From the text on catnip, reproduce word for word the part starting with "The plant kingdom" and going on through "example, called catnip.".

═══ Text for analysis ═══

The plant kingdom is a treasure trove of solutions to human problems.
It is an unwise action of humanity to carry out actions that result in the extinction of plants. There may come a time when a virus sweeps through humanity killing all in its path, and there may be a plant that existed in the Amazon that we caused to go extinct that contained a cure for that virus.
People are largely ignorant about how useful plants are to the many problems that humanity faces. I will concentrate on one plant as an example, called catnip.
Catnip is better known for its interesting effects on cats. 75% of domestic cats and all large cats apart from lions and tigers are attracted to catnip. This harmless plant gives cats great pleasure: they like to smell catnip, taste catnip, rub catnip all over themselves; they start purring and become quite playful under its influence; though in too large doses they can become aggressive.
For the cat owner catnip has practical uses. To stop a cat using the furniture as a scratching post, a scratch post given a dose of catnip will encourage the cat to use that scratch post rather than the furniture. Cat toys that have catnip will result in a higher level of playtime for the cat.
Catnip contains an ingredient called nepetalactone, which is what is attractive to the cats; this ingredient is an effective repellent of cockroaches and mosquitoes. Rather than use toxic chemicals against a cockroach infestation, catnip is a natural and effective countermeasure against them. Catnip also provides a nontoxic and cheap repellent against mosquitoes when used on clothes and skin, an alternative to somewhat toxic market mosquito repellents. There will of course be some people who are allergic to catnip, but for most it is an ideal environmentally friendly solution.
Catnip is also antibacterial, a mild sedative, and can relieve muscle cramps, fever and headaches.
Catnip interests me in finding a solution against the number two enemy of bee’s, the varroa mite. Plants create chemicals to counteract insects that attack them, and it may be catnip can have an impact on varroa as it does on other insects. Bees, who catnip depends on for pollination, are not impacted by the chemical defences of catnip, and seem attracted to the plant. It could be that catnip and plants like it may end the varroa menace to bees.

═══ Data listing ═══

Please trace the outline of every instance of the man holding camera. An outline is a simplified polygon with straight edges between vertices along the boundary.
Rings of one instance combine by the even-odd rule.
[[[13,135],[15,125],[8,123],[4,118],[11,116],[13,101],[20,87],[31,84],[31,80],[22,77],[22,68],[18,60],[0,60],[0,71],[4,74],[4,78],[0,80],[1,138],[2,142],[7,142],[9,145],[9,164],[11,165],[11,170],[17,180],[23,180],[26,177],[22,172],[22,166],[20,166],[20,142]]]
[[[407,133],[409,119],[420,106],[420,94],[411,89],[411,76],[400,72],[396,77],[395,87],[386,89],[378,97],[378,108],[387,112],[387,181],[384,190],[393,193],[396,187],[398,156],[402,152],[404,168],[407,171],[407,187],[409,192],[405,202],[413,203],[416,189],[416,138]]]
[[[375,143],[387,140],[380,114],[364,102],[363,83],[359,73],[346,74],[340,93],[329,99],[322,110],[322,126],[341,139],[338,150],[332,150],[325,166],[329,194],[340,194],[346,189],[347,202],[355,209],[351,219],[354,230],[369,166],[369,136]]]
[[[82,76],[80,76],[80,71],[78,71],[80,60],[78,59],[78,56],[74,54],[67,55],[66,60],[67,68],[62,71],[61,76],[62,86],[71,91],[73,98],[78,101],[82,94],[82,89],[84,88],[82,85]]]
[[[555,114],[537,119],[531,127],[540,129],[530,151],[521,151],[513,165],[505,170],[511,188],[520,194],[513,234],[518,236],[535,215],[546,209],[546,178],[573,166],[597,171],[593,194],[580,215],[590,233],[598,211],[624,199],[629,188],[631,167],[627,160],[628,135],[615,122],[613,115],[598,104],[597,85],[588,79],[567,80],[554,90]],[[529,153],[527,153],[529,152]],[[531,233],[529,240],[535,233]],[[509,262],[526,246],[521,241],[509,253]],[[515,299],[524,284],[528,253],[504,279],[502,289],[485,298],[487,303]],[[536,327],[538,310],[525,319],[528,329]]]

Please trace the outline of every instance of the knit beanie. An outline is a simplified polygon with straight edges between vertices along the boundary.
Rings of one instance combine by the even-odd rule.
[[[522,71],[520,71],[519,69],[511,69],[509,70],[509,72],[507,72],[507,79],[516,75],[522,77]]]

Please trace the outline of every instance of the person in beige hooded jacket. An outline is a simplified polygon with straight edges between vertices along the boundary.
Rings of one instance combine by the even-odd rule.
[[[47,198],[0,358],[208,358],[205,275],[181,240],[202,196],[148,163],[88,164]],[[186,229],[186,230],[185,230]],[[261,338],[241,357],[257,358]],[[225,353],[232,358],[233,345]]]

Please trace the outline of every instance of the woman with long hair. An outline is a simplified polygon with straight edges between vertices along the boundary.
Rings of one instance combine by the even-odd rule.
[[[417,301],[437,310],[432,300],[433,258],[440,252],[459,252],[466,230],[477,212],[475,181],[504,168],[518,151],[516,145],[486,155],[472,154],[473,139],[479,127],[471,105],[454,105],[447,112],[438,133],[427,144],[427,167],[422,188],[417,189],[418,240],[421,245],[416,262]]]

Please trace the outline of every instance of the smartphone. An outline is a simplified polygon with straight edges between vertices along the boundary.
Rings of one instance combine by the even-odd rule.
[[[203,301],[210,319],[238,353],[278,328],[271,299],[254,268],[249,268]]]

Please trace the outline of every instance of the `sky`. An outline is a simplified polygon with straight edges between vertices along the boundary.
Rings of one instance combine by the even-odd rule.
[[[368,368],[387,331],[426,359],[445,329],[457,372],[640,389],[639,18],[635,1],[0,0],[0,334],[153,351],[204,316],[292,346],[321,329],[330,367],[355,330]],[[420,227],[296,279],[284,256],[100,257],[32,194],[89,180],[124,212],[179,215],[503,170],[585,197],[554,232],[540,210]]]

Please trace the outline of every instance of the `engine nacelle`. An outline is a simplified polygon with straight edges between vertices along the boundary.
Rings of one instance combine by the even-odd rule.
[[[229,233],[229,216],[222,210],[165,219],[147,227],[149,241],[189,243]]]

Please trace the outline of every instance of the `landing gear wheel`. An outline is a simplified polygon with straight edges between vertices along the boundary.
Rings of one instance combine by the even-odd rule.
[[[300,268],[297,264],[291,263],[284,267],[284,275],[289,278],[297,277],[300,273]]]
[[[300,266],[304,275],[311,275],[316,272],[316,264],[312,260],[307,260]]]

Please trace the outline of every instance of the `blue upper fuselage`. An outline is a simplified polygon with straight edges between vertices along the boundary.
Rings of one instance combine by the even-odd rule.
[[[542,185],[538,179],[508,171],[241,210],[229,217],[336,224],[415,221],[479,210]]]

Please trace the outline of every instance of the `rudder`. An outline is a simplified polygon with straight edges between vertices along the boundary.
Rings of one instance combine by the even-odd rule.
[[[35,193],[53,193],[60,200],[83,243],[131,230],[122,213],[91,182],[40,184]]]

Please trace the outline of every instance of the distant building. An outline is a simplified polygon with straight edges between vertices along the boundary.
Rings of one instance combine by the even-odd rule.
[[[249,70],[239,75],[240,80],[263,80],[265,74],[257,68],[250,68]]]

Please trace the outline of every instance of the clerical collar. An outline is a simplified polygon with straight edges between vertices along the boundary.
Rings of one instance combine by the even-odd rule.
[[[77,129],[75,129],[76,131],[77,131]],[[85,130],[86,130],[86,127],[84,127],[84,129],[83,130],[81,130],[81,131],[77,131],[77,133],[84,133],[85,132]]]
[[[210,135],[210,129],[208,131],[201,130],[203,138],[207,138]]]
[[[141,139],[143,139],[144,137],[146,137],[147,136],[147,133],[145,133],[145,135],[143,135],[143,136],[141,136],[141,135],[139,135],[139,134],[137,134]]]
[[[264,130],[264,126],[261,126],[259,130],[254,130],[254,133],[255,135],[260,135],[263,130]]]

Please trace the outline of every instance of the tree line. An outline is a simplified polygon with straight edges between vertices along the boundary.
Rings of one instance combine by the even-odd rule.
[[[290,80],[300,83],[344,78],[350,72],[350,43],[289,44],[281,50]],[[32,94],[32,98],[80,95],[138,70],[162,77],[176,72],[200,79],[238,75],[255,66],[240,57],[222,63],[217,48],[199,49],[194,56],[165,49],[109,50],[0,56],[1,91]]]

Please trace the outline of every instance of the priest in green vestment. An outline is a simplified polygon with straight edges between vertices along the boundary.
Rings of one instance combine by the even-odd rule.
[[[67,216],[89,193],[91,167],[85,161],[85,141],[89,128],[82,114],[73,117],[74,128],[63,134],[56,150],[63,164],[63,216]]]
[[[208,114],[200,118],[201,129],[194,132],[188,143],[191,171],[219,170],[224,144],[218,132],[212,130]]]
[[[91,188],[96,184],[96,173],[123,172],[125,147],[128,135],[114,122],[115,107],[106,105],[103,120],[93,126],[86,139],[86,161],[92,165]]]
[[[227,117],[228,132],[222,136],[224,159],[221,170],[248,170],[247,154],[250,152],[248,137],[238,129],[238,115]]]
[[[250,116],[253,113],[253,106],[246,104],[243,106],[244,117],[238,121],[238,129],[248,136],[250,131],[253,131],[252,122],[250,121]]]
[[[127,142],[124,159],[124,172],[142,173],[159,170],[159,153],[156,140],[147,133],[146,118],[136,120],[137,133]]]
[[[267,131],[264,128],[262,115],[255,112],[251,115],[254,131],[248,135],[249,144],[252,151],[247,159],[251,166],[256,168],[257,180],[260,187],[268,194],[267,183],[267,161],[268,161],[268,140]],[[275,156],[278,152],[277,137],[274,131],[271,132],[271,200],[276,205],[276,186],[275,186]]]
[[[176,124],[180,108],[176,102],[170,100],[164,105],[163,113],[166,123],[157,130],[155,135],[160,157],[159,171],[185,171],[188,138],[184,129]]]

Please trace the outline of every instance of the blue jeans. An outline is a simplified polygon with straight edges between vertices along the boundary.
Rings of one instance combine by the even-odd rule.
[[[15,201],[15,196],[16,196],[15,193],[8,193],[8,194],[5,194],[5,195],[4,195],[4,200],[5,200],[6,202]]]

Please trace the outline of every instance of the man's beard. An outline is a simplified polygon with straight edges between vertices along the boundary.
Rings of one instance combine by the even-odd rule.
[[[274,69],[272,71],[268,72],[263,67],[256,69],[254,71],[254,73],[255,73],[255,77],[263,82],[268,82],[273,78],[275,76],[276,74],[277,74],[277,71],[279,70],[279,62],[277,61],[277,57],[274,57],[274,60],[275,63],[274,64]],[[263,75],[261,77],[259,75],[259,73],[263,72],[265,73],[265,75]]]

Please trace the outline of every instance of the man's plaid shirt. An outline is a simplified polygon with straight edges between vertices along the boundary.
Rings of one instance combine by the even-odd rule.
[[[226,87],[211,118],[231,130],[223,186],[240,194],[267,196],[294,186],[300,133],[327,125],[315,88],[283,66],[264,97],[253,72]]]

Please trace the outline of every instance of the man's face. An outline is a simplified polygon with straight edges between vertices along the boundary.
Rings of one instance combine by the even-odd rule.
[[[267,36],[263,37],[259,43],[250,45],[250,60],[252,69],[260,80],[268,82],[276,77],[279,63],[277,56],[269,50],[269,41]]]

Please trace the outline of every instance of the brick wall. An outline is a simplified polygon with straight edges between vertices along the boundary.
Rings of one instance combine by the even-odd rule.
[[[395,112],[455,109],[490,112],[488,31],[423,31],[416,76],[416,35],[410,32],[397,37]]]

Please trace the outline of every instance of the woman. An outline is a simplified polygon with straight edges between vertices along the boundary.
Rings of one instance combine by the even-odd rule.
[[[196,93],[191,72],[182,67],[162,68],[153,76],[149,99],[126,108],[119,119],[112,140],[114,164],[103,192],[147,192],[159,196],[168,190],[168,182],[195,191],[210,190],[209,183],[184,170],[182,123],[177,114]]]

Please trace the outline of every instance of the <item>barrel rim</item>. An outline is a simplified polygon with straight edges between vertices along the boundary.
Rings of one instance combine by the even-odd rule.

═══

Result for this task ->
The plant kingdom is a treasure trove of solutions to human problems.
It is an unwise action of humanity to carry out actions that result in the extinction of plants. There may come a time when a virus sweeps through humanity killing all in its path, and there may be a plant that existed in the Amazon that we caused to go extinct that contained a cure for that virus.
People are largely ignorant about how useful plants are to the many problems that humanity faces. I will concentrate on one plant as an example, called catnip.